March 26, 2004
PEARLS AFTER PORK:
Change in South Carolina (George Will, March 26, 2004, Jewish World Review)
With the Heritage Foundation, a Washington think tank, [Rep. Jim DeMint] has developed an ``index of dependency.''America is in, he says, ``an eleventh-hour crisis'' of democracy because it recently reached a point where a majority are ``dependent on the federal government for their health care, education, income or retirement.'' Tax reforms, from Ronald Reagan to George W. Bush, have removed many Americans from the income tax rolls: ``Today, the majority of Americans can vote themselves more generous government benefits at little or no cost to themselves.'' DeMint asks: ``How can any free nation survive when a majority of its citizens, now dependent on government services, no longer have the incentive to restrain the growth of government?''
DeMint's fear, that dependency produces ``learned helplessness,'' echoes Tocqueville's warning about government keeping people ``fixed irrevocably in childhood,'' rendering ``the employment of free will less useful and more rare.'' It is, Tocqueville said, ``difficult to conceive how men who have entirely renounced the habit of directing themselves could succeed at choosing well those who will lead them.''
In the context of a welfare state devoted to assuaging the insecurities and augmenting the competencies of its citizens, conservatism's challenge is to use government — collective action — to promote individualism. DeMint believes dependency can be countered by policies that foster attitudes and aptitudes requisite for independence. He favors applying to public policy the axiom that ``no one washes a rental car.'' Which means: Ownership encourages rational maintenance of resources. Consider the pertinence of this to health care.
DeMint was one of 25 doughty House Republicans who, resisting intense White House pressure, voted against the Medicare prescription drug entitlement, partly because of its cost. And this was before the administration's ``$130 billion `oops!'" — the projection of a 10-year cost that much higher than previously anticipated.
But DeMint says the Medicare bill's provision for individual health savings accounts is ``the grain of sand in the oyster,'' from which a pearl of progress may emerge.
The oyster is the cost required for the pearl--Ameriucans are going to have to be tricked into giving up dependency, as Ted Kennedy was on NCLB;'s vouchers and as everyone was on the HSA's in the Medicare bill. Posted by Orrin Judd at March 26, 2004 10:54 AM
Who's the federal government dependent on?
Posted by: Harry Eagar at March 26, 2004 3:41 PMThe wealthy.
Posted by: oj at March 26, 2004 4:03 PMNot really; Throw in FICA, and it's the middle class.
SS retirement "contributions" are capped, and in any case, FICA only applies to earned income, which is generally not the income of choice for the rich.
Posted by: Michael Herdegen at March 27, 2004 1:59 AMMichael:
Depends on whether you are talking about the salaried rich or the 'landed' gentry.
____________
■ ACTION ITEM: In the post about Jim DeMint, what reason does he give for why most Americans can now vote themselves more generous government benefits at little or no cost? Answer in one to three sentences. The entries after this point are separate material and have no connection to the post.

■ EXTRACTED RECORDS:
____________
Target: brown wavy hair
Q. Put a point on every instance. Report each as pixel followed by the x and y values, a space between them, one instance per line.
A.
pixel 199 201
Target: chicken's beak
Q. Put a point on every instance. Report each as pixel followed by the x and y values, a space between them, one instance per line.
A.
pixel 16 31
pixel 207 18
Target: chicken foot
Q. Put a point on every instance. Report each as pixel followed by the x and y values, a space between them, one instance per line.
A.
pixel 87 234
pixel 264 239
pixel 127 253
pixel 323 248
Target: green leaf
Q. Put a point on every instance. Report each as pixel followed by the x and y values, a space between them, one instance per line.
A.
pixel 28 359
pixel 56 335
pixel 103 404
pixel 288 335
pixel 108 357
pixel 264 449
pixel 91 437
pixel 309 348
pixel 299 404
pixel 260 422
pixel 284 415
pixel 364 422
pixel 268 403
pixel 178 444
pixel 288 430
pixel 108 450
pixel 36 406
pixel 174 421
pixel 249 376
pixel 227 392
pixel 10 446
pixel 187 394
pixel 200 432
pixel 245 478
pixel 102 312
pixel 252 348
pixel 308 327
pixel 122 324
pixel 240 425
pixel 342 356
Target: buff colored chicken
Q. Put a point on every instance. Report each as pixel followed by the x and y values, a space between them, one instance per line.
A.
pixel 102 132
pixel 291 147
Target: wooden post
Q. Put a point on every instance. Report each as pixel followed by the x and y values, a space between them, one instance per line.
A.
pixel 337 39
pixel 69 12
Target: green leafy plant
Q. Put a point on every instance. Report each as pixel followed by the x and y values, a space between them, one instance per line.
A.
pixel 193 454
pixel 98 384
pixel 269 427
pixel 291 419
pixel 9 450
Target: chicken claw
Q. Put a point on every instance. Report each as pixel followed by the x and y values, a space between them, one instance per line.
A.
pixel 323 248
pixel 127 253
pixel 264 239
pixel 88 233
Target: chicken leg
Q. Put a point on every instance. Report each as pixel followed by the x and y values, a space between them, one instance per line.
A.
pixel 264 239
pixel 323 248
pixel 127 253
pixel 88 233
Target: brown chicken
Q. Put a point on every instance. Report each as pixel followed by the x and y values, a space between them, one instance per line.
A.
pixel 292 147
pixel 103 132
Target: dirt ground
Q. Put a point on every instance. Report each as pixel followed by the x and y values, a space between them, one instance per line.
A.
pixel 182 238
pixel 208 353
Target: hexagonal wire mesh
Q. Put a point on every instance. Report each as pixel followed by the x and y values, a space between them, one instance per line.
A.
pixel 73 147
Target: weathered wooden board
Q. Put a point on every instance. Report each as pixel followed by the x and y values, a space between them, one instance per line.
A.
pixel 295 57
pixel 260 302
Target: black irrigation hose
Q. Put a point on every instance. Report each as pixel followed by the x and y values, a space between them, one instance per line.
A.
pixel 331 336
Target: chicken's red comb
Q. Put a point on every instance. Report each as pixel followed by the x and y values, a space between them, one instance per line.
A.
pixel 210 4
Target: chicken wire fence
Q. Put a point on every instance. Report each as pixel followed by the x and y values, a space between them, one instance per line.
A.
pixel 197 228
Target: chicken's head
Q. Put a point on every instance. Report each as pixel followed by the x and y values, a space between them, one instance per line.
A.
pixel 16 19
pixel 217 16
____________
■ EXERCISE ANSWER: DeMint says that tax reforms, from Ronald Reagan to George W. Bush, have removed many Americans from the income tax rolls. As a result, most Americans pay little or nothing toward the benefits they vote for.